**SHORT PROBLEM:** Reproduce verbatim every line from the one that includes "Which region of this satellite image contains the metal" to the closing line of the entries; omit everything before it.
******************************
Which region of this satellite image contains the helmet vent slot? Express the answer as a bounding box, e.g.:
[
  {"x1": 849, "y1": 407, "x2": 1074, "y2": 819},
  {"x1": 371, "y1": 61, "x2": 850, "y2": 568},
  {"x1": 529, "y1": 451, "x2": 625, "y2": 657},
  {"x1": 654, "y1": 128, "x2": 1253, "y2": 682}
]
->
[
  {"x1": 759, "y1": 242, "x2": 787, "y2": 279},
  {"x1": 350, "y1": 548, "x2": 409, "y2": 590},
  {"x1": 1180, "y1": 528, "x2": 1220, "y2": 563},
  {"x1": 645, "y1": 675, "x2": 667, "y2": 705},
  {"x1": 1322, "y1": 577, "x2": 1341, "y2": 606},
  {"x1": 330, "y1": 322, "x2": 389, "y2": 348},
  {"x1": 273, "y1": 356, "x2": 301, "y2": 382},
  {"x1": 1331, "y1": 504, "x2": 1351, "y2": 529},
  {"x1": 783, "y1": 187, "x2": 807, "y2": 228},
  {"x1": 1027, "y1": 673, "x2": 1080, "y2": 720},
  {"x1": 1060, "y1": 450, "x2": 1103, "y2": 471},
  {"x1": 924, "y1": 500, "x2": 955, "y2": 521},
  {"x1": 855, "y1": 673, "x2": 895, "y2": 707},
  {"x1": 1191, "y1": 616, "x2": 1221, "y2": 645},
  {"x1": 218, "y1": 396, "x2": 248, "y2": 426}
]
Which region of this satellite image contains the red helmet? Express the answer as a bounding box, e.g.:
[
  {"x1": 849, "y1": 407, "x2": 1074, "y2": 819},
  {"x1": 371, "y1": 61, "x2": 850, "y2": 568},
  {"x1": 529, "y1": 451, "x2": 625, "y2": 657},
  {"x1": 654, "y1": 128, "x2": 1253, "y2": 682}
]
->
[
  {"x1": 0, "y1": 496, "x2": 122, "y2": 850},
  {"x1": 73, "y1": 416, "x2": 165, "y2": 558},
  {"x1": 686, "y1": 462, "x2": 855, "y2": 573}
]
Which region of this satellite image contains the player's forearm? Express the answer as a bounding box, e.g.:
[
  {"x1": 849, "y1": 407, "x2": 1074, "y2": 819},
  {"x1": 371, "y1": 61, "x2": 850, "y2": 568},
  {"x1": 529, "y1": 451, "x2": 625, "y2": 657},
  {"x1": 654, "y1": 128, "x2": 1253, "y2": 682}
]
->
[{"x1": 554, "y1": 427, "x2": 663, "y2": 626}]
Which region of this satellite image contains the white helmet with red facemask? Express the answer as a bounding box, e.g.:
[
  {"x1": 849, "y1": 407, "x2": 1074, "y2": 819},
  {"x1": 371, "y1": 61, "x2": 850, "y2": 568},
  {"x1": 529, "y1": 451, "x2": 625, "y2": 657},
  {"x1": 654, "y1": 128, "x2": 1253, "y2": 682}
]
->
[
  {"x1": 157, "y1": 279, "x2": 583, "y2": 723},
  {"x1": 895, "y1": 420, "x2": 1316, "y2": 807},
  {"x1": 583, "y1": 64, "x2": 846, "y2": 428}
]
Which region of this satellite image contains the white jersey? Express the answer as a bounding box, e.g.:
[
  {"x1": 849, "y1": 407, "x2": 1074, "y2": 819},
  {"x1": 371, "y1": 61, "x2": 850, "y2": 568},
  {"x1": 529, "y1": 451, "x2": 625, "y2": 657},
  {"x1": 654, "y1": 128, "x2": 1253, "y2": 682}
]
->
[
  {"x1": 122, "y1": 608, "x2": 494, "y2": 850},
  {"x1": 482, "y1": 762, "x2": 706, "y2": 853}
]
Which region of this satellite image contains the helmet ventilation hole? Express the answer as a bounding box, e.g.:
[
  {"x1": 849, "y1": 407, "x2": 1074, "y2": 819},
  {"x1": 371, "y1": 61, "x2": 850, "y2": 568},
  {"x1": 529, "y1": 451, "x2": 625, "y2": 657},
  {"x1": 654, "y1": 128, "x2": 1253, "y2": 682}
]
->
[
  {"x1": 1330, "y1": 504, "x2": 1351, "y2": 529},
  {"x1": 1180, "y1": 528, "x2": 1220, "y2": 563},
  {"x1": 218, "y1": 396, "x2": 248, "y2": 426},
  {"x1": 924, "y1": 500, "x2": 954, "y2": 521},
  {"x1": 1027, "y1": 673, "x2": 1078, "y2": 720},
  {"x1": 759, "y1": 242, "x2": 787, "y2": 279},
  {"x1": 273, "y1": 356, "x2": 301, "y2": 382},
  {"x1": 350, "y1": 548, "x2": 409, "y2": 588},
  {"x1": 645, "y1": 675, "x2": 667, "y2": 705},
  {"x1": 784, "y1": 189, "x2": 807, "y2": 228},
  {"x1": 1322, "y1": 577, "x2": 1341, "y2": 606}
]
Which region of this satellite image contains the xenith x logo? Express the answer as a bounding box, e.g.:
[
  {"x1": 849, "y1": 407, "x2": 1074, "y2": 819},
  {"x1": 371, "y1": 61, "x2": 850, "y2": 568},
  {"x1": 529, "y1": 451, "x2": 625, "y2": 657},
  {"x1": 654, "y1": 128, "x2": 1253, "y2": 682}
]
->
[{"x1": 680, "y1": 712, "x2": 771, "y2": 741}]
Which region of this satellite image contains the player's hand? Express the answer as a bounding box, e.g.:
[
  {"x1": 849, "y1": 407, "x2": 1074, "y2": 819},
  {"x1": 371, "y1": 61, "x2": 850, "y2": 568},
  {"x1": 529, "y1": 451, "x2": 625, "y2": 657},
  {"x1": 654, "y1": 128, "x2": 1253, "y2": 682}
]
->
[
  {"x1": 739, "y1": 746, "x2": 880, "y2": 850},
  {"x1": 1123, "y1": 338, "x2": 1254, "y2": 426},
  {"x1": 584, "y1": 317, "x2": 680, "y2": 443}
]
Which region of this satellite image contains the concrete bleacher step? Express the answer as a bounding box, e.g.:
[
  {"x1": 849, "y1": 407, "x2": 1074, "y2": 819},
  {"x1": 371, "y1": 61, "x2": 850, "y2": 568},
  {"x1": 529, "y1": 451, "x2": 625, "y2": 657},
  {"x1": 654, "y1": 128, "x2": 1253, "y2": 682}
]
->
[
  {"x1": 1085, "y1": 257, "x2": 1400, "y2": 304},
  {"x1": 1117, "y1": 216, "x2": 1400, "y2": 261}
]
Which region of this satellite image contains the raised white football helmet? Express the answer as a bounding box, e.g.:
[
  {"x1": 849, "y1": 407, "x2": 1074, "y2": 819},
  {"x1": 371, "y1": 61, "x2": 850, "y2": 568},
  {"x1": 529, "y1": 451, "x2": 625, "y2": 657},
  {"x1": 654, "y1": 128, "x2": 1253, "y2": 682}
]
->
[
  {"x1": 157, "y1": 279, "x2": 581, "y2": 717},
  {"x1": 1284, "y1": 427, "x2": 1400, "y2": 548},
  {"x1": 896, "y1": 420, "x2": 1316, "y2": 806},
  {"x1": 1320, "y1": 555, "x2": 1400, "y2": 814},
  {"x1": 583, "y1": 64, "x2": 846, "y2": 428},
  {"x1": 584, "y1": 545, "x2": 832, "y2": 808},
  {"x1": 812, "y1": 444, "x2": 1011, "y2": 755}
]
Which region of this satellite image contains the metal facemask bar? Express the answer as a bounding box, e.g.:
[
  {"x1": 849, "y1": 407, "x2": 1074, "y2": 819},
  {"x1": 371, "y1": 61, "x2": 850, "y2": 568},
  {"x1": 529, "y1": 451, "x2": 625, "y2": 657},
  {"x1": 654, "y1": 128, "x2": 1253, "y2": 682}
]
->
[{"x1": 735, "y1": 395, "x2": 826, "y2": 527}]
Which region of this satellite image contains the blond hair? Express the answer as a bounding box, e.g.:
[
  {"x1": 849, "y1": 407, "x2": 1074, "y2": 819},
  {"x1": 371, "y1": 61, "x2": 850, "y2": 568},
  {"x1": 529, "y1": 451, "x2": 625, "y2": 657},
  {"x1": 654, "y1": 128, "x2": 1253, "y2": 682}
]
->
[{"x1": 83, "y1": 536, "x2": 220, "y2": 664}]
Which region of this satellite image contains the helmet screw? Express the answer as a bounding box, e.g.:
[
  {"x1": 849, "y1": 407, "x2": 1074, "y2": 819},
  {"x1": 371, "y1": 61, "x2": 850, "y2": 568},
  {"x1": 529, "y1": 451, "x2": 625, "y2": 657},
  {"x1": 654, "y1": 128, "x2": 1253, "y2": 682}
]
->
******************************
**ANSWER:**
Which region of this satellite image contains the metal facemask bar? Express the answer as a bounding box, e.g.:
[
  {"x1": 849, "y1": 407, "x2": 1074, "y2": 819},
  {"x1": 371, "y1": 61, "x2": 850, "y2": 568},
  {"x1": 529, "y1": 451, "x2": 625, "y2": 657},
  {"x1": 654, "y1": 128, "x2": 1253, "y2": 682}
]
->
[{"x1": 735, "y1": 395, "x2": 826, "y2": 527}]
Which region of this satellite image contains the blond hair? Express the answer as a bounding box, e.g.:
[
  {"x1": 849, "y1": 407, "x2": 1074, "y2": 819},
  {"x1": 371, "y1": 61, "x2": 850, "y2": 568},
  {"x1": 529, "y1": 451, "x2": 625, "y2": 657},
  {"x1": 654, "y1": 128, "x2": 1253, "y2": 682}
]
->
[{"x1": 83, "y1": 536, "x2": 220, "y2": 664}]
Which region of this satellite image contains the helmet screw? Express the answer as a bounding box, e.g.:
[
  {"x1": 849, "y1": 407, "x2": 1074, "y2": 819},
  {"x1": 371, "y1": 61, "x2": 850, "y2": 568},
  {"x1": 529, "y1": 451, "x2": 625, "y2": 657},
  {"x1": 654, "y1": 128, "x2": 1253, "y2": 682}
]
->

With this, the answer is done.